- _Task objective_
Please update the material below by changing every "sample layout" to "reference layout" and reproduce it in full, with all else unchanged.

----------

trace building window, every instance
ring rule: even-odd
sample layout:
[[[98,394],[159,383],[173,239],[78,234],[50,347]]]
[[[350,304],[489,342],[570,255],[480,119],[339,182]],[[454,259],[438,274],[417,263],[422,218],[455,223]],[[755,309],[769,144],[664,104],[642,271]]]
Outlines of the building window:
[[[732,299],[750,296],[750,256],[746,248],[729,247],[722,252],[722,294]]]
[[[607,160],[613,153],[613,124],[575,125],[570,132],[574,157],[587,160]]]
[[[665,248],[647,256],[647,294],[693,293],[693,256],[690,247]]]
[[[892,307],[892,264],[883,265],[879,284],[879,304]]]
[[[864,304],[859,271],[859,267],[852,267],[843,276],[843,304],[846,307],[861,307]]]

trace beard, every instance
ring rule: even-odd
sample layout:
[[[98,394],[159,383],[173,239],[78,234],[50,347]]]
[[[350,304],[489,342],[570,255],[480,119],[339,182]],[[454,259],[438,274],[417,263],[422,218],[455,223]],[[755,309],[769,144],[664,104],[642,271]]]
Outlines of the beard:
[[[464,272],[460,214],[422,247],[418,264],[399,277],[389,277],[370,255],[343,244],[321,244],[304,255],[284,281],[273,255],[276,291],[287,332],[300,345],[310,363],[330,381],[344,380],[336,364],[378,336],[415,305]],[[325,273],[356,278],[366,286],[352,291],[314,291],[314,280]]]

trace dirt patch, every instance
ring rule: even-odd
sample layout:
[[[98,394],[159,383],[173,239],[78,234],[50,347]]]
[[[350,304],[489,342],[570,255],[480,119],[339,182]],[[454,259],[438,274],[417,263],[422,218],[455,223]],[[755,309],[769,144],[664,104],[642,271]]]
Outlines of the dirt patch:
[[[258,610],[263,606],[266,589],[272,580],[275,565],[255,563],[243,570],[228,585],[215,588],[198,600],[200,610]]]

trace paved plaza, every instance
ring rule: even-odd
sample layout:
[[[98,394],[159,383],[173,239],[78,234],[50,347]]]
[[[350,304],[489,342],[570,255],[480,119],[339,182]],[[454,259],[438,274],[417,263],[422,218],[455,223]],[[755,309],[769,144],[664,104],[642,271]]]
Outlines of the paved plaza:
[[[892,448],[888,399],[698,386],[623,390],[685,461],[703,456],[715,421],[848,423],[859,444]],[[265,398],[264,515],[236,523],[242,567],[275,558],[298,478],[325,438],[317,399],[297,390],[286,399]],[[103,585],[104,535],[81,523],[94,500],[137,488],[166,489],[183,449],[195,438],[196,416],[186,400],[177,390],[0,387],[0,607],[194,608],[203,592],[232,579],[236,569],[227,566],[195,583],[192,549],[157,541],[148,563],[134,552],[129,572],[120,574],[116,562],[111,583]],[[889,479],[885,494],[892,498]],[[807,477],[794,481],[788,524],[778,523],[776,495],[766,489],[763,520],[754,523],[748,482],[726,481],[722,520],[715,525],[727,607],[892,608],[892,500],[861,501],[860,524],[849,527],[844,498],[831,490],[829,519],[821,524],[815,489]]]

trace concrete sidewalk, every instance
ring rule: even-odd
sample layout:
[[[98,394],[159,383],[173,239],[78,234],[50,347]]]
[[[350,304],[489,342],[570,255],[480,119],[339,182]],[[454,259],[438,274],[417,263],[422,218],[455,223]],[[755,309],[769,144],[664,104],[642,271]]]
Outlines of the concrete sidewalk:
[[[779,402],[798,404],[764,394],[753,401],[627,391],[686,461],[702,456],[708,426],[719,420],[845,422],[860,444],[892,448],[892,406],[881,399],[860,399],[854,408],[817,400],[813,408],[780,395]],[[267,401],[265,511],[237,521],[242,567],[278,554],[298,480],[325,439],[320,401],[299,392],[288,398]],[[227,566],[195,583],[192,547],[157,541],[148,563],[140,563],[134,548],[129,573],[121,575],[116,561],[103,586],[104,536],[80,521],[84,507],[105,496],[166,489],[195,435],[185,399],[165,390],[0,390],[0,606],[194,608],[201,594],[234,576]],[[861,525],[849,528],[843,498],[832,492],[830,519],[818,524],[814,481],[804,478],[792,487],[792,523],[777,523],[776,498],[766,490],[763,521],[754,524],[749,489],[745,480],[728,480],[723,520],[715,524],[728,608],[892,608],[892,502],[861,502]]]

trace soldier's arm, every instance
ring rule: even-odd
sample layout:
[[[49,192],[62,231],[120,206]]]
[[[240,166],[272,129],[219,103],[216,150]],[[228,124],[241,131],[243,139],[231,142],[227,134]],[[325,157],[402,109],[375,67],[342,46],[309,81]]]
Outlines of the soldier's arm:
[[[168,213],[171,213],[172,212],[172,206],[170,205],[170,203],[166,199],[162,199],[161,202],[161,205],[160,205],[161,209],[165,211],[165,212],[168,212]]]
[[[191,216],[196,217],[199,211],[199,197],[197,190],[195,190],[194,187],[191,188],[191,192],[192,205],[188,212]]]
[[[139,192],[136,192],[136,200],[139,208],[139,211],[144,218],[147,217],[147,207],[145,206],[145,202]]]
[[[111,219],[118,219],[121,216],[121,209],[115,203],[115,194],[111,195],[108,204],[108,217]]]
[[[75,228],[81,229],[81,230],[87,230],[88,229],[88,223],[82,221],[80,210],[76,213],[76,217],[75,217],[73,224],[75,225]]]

----------

- _Task output_
trace building window, every instance
ring rule: even-odd
reference layout:
[[[98,394],[159,383],[173,239],[78,234],[50,347]]]
[[[350,304],[489,342],[570,255],[480,119],[339,182]],[[454,259],[438,274],[417,263],[422,218],[455,223]],[[755,309],[769,144],[664,104],[642,271]]]
Outlines of the building window:
[[[732,299],[750,296],[750,256],[746,248],[729,247],[722,252],[722,294]]]
[[[607,160],[613,153],[613,124],[575,125],[570,132],[574,157],[587,160]]]
[[[665,248],[647,256],[647,294],[693,293],[693,256],[690,247]]]
[[[892,307],[892,264],[883,265],[879,284],[879,304]]]
[[[864,304],[859,271],[859,267],[852,267],[843,276],[843,304],[846,307],[861,307]]]

trace beard, every instance
ring rule: even-odd
reference layout:
[[[98,394],[159,383],[173,239],[78,234],[50,347]]]
[[[350,304],[489,342],[570,255],[480,119],[339,182]],[[454,259],[438,274],[417,263],[422,218],[455,223]],[[755,309],[769,144],[664,104],[642,271]]]
Outlines of the beard:
[[[464,272],[460,214],[422,247],[418,264],[399,277],[389,277],[370,255],[343,244],[321,244],[304,255],[284,281],[273,255],[276,291],[287,332],[300,345],[310,363],[330,381],[344,380],[336,364],[378,336],[415,305]],[[325,273],[356,278],[366,286],[352,291],[314,291],[314,280]]]

trace dirt patch, every instance
ring rule: even-odd
reference layout:
[[[98,394],[159,383],[173,239],[78,234],[50,347]]]
[[[350,304],[489,342],[570,255],[480,119],[339,182]],[[454,259],[438,274],[417,263],[422,218],[455,223]],[[755,309],[769,144],[664,104],[642,271]]]
Outlines of the dirt patch:
[[[258,610],[263,606],[266,589],[272,580],[275,565],[255,563],[243,570],[228,585],[215,588],[198,600],[200,610]]]

trace paved plaza, every instance
ring rule: even-odd
reference layout:
[[[98,394],[159,383],[173,239],[78,234],[50,347]]]
[[[350,304],[489,342],[570,255],[480,119],[339,182]],[[454,259],[438,274],[417,263],[422,218],[455,223]],[[755,309],[769,144],[664,104],[642,271]]]
Outlines of the paved plaza:
[[[892,448],[888,399],[698,386],[623,390],[685,461],[703,456],[715,421],[848,423],[859,444]],[[265,398],[264,515],[236,523],[242,567],[275,558],[298,478],[325,438],[317,399],[297,390],[286,399]],[[103,585],[104,535],[81,523],[94,500],[137,488],[166,489],[183,449],[195,438],[196,416],[186,400],[177,390],[0,387],[0,607],[194,608],[203,592],[232,579],[236,569],[227,566],[195,583],[192,549],[157,541],[148,563],[134,552],[129,572],[120,574],[116,562],[111,583]],[[889,479],[885,494],[892,498]],[[807,477],[794,481],[788,524],[778,523],[776,495],[766,489],[763,520],[754,523],[748,482],[726,481],[722,520],[715,525],[727,607],[892,608],[892,500],[861,501],[860,524],[849,527],[844,498],[831,490],[829,519],[821,524],[815,489]]]

trace concrete sidewalk, every instance
ring rule: even-odd
reference layout:
[[[98,394],[159,383],[173,239],[78,234],[50,347]]]
[[[350,304],[489,342],[570,255],[480,119],[339,182]],[[454,259],[438,274],[417,263],[422,218],[455,223]],[[755,309],[769,144],[664,104],[642,271]]]
Outlines of the concrete sidewalk:
[[[779,402],[798,404],[764,394],[753,401],[627,391],[686,461],[702,456],[708,426],[719,420],[845,422],[860,444],[892,448],[892,406],[881,399],[860,399],[854,408],[817,400],[813,408],[780,395]],[[267,401],[265,511],[237,521],[242,567],[278,554],[298,480],[325,439],[320,401],[299,392],[288,398]],[[227,566],[195,583],[192,547],[157,541],[148,563],[140,563],[134,548],[129,573],[121,575],[116,561],[103,586],[104,536],[80,521],[84,507],[105,496],[166,489],[195,435],[185,399],[165,390],[0,390],[0,606],[194,608],[201,594],[234,576]],[[861,525],[849,528],[843,498],[832,492],[830,519],[818,524],[814,481],[804,478],[792,487],[792,523],[777,523],[776,498],[766,490],[763,521],[754,524],[749,489],[745,480],[728,480],[723,520],[715,524],[728,608],[892,608],[892,502],[861,502]]]

trace soldier's arm, every instance
ring rule: even-odd
reference layout:
[[[49,192],[62,231],[120,206]]]
[[[240,166],[272,129],[219,103],[216,150]],[[228,124],[241,131],[243,139],[231,142],[227,134]],[[325,157],[402,109],[375,67],[342,46],[309,81]]]
Outlines of the soldier's arm:
[[[168,213],[171,213],[172,212],[172,206],[170,205],[170,203],[166,199],[162,199],[161,202],[161,205],[160,205],[161,209],[165,211],[165,212],[168,212]]]
[[[191,216],[196,217],[199,211],[199,197],[197,190],[195,190],[194,187],[191,188],[191,192],[192,205],[188,212]]]
[[[139,192],[136,192],[136,200],[139,208],[139,211],[144,218],[147,217],[147,207],[145,206],[145,202]]]
[[[111,219],[118,219],[121,216],[121,209],[115,203],[115,194],[111,195],[108,204],[108,217]]]
[[[75,228],[81,229],[81,230],[87,230],[88,229],[88,223],[82,221],[80,210],[76,213],[76,217],[75,217],[73,224],[75,225]]]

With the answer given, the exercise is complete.